---------- Brano da leggere ----------

I Sciavuri sono quei ricordi della mia infanzia, che hanno fatto sì che scegliessi la semplicità come valore da seguire.
I ricordi sono quei punti di riferimento che resettano la mente, per poi ricominciare una nuova elaborazione; e devono essere impregnati, sempre, di Sciavuru di semplicità, altrimenti il prossimo sarà... solo un nemico da combattere.
Questo mio secondo libro è composto da quattro racconti ed in uno di essi, ‘u Lupunaru, ho ripercorso proprio le tappe della mia bellissima adolescenza; nella quale ho costruito profumati ricordi di semplicità che ancora oggi utilizzo per i miei reset quotidiani.
Il mondo ha bisogno di Semplicità ed io cerco di trasmetterla attraverso le storie che scrivo.
In “’u Lupunaru” ho inserito fatti e personaggi reali che hanno contribuito alla mia felice crescita adolescenziale e mi scuso se qualcuno leggendoli, riconoscendo sé stesso o i familiari, recepisse negativamente le mie parole: per tutti quelli descritti nutro affetto e stima.

---------- Materiale fornito ----------

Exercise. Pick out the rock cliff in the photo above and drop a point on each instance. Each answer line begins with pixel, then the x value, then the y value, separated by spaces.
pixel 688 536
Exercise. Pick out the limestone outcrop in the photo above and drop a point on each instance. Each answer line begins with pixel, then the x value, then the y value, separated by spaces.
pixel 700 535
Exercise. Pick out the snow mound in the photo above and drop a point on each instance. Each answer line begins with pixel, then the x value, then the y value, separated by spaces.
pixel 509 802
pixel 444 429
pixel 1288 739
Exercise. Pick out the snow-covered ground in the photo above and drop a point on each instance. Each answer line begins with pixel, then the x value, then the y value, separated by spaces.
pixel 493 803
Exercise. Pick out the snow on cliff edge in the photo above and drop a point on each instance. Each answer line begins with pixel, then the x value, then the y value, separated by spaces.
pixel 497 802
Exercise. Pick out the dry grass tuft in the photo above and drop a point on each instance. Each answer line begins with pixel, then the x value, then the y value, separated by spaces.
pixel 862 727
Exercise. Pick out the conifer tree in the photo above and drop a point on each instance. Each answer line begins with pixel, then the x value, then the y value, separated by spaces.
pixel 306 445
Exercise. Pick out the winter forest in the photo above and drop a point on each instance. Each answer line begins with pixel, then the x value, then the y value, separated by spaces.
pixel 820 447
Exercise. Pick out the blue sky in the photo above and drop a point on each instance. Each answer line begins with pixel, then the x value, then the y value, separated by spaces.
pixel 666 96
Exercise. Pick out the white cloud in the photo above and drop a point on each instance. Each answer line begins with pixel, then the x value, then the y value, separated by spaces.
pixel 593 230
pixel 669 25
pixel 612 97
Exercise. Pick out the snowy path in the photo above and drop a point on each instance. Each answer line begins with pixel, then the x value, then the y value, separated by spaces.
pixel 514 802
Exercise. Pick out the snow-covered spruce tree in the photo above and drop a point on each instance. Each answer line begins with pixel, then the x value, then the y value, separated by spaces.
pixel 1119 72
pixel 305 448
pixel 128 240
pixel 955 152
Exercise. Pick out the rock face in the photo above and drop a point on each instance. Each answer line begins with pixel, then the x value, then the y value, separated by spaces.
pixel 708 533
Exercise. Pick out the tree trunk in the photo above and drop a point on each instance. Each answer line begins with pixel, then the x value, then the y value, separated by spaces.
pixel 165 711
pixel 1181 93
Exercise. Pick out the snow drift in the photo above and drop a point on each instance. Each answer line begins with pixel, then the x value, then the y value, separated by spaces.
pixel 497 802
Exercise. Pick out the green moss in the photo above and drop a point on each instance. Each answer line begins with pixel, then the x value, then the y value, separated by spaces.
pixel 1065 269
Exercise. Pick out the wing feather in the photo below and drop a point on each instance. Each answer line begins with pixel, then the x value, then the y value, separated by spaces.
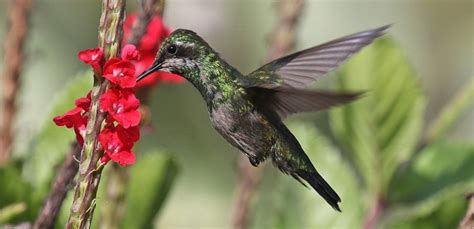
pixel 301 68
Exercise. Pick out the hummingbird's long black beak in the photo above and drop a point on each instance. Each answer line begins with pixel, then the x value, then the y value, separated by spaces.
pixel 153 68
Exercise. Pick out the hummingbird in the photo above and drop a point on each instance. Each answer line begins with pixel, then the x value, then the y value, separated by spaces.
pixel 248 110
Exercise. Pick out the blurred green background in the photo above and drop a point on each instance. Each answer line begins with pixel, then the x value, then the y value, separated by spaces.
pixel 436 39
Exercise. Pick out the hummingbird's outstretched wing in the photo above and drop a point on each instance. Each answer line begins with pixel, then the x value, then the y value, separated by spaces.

----------

:: Obiettivi ::
- 1) Rispondi a queste domande sul brano:
(a) Da quanti racconti è composto il secondo libro?
(b) In quale racconto sono ripercorse le tappe dell'adolescenza di chi scrive?
(c) Che cosa nutre chi scrive per tutte le persone descritte?
- 2) Copia dal brano il tratto da "I ricordi sono" fino a "affetto e stima.".
L'elenco proviene da un'altra fonte.

:: Soluzioni ::
- 1)
(a) Da quattro racconti.
(b) In "'u Lupunaru".
(c) Affetto e stima.

- 2)
I ricordi sono quei punti di riferimento che resettano la mente, per poi ricominciare una nuova elaborazione; e devono essere impregnati, sempre, di Sciavuru di semplicità, altrimenti il prossimo sarà... solo un nemico da combattere.
Questo mio secondo libro è composto da quattro racconti ed in uno di essi, ‘u Lupunaru, ho ripercorso proprio le tappe della mia bellissima adolescenza; nella quale ho costruito profumati ricordi di semplicità che ancora oggi utilizzo per i miei reset quotidiani.
Il mondo ha bisogno di Semplicità ed io cerco di trasmetterla attraverso le storie che scrivo.
In “’u Lupunaru” ho inserito fatti e personaggi reali che hanno contribuito alla mia felice crescita adolescenziale e mi scuso se qualcuno leggendoli, riconoscendo sé stesso o i familiari, recepisse negativamente le mie parole: per tutti quelli descritti nutro affetto e stima.